[Stored records]
——

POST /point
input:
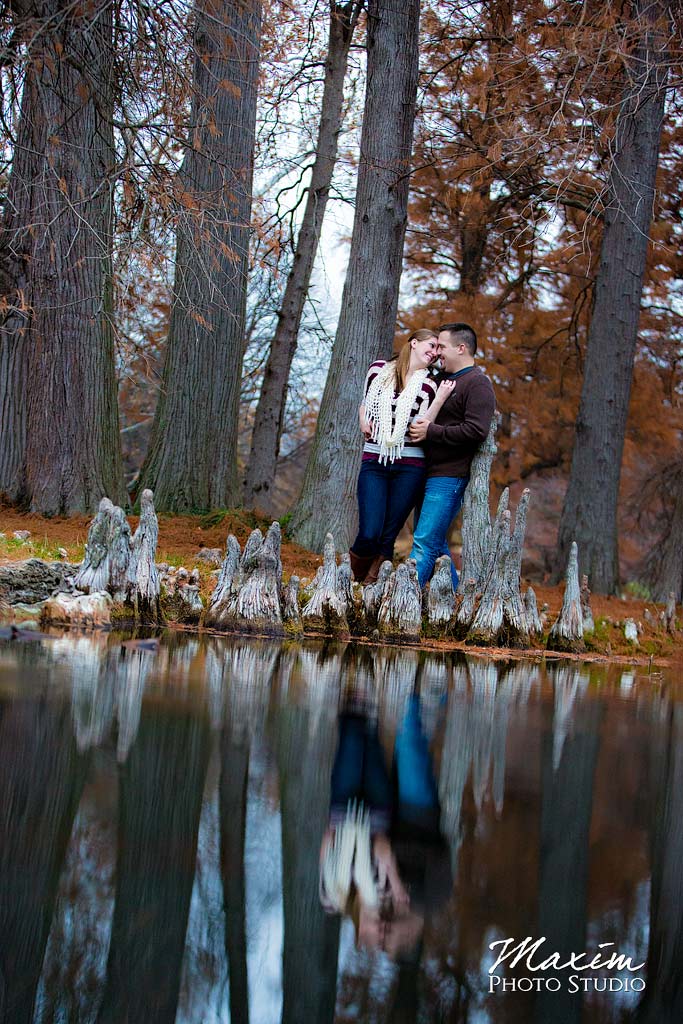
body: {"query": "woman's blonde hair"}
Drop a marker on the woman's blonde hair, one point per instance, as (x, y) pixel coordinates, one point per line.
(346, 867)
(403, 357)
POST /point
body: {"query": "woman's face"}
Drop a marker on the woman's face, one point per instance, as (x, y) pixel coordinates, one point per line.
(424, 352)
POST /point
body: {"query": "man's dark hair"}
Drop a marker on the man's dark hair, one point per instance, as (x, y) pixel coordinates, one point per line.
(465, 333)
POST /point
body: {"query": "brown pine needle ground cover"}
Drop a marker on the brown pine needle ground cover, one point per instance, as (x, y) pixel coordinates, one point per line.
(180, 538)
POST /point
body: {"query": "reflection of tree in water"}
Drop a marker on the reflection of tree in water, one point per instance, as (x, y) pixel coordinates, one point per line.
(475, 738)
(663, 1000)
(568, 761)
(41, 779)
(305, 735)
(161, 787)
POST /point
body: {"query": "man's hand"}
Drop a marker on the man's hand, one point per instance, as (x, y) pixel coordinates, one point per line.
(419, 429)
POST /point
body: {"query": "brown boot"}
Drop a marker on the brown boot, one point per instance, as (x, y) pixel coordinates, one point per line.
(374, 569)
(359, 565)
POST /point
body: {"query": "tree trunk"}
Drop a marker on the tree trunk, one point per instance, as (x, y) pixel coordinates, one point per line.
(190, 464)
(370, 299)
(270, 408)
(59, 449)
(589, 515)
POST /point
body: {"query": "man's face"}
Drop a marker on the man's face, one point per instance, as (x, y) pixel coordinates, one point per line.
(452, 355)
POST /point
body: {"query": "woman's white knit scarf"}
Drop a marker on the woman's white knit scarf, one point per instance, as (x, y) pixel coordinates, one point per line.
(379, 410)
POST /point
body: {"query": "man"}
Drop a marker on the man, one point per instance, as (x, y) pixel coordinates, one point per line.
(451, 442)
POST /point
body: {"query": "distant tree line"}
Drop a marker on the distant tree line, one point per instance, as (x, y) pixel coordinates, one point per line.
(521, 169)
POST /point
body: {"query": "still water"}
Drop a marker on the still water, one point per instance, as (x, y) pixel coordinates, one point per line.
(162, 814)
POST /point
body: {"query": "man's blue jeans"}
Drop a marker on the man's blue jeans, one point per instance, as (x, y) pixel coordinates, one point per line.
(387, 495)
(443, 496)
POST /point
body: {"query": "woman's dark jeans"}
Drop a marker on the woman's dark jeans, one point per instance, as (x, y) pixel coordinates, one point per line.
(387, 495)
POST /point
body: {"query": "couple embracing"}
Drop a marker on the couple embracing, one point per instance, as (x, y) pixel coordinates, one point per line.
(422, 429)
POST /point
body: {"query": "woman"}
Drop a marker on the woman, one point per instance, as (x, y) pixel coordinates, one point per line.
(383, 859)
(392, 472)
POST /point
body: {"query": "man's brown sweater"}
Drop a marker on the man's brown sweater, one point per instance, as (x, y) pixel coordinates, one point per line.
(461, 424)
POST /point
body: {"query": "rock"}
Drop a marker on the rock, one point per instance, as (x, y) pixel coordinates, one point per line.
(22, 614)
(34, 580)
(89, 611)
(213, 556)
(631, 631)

——

◆ Task directions
Output the data above exactly; pictures do not belong in the copy.

◆ Expected answer
POST /point
input:
body: {"query": "woman's blonde hair"}
Drop a marker on the woman's blonde hair, one point per instance, as (x, y) pixel coordinates, one point per line.
(346, 867)
(403, 357)
POST /point
body: {"query": "woman's face"}
Drop a marker on the woman's face, one point per instance, as (x, y) pixel coordinates, one point per line.
(424, 352)
POST /point
body: {"query": "man's dark hair"}
Drop a marker on the man's dark hair, one point per instance, as (x, y) pixel coordinates, one point per line.
(465, 333)
POST /point
body: {"query": "brown pine needle ground cover"}
Drop a marker on the brown pine needle ground cover, one point per instance, as (x, y) pixel coordinates, one point per line.
(180, 538)
POST /point
body: {"query": "reflection of tree in water"}
Drop a marker on the reflection of tree in water, one point per instance, as (x, y) pixel coordinates, one point per line.
(475, 738)
(663, 1000)
(568, 761)
(41, 779)
(305, 735)
(161, 787)
POST /point
body: {"query": "man's hand"}
Drop a marker on the man's hand, one point per instance, as (x, y) pixel coordinates, one point per line.
(419, 429)
POST /point
body: {"query": "brown boot"}
Drop a marker on the brown boot, one point per instance, as (x, y) pixel coordinates, one point per line.
(374, 569)
(359, 565)
POST /point
body: {"query": "tree trunk"}
Drop a marker on the tree trunk, one point per instance, as (x, y) pixel coordinates, one point per line.
(190, 464)
(370, 299)
(270, 408)
(59, 449)
(589, 515)
POST /point
body: {"query": "man's face"}
Drop a marker on the man's face, one point per instance, as (x, y) pixel coordinates, one point per line.
(452, 355)
POST /point
body: {"query": "woman's white knit scarf"}
Drop a marker on the woman's white knit scarf, one point per instance, as (x, y) pixel coordinates, one point per line.
(379, 410)
POST /point
body: {"query": "man"}
Drop a marker on the man, one point per instance, as (x, y) pixel coordinates, one point per line.
(451, 442)
POST /point
body: {"query": "distant tree line"}
Drop a marker on the distant tree line, one point per instance, as (x, y) pixel coordinates, one point per line.
(521, 169)
POST /point
body: {"query": "still water"}
Drop a marker on the still water, one point per instance, as (x, y) pixel coordinates, one point per line.
(162, 814)
POST /point
body: {"query": "man's blue jeans"}
Drop a marker on the man's blue jeans, one point per instance, as (x, y) pixel coordinates, one point per line.
(387, 495)
(443, 496)
POST /point
body: {"query": "woman's dark jeans"}
Drop a marker on the woman's dark jeans, one point per instance, as (x, y) pixel coordinates, one point per line.
(387, 495)
POST /point
body: {"query": "couple embracing"}
Drop a marker on the couple embracing, one point per instance, as (x, y) pixel coordinates, one point per line.
(422, 429)
POST /point
body: {"query": "woman"}
Drop a marker on the woman, one point per instance, as (x, y) pixel coordinates, one point per line.
(383, 859)
(392, 472)
POST /point
body: {"query": "man's brown sweater"}
Drop a marker on the man's brown sweater, one point per instance, as (x, y) pixel coordinates, one point per line.
(461, 424)
POST /point
body: {"query": "rock"}
Drop a marker on the rock, one point per instance, as (x, y) pixel coordinates, one point per line.
(22, 614)
(34, 580)
(89, 611)
(213, 556)
(631, 631)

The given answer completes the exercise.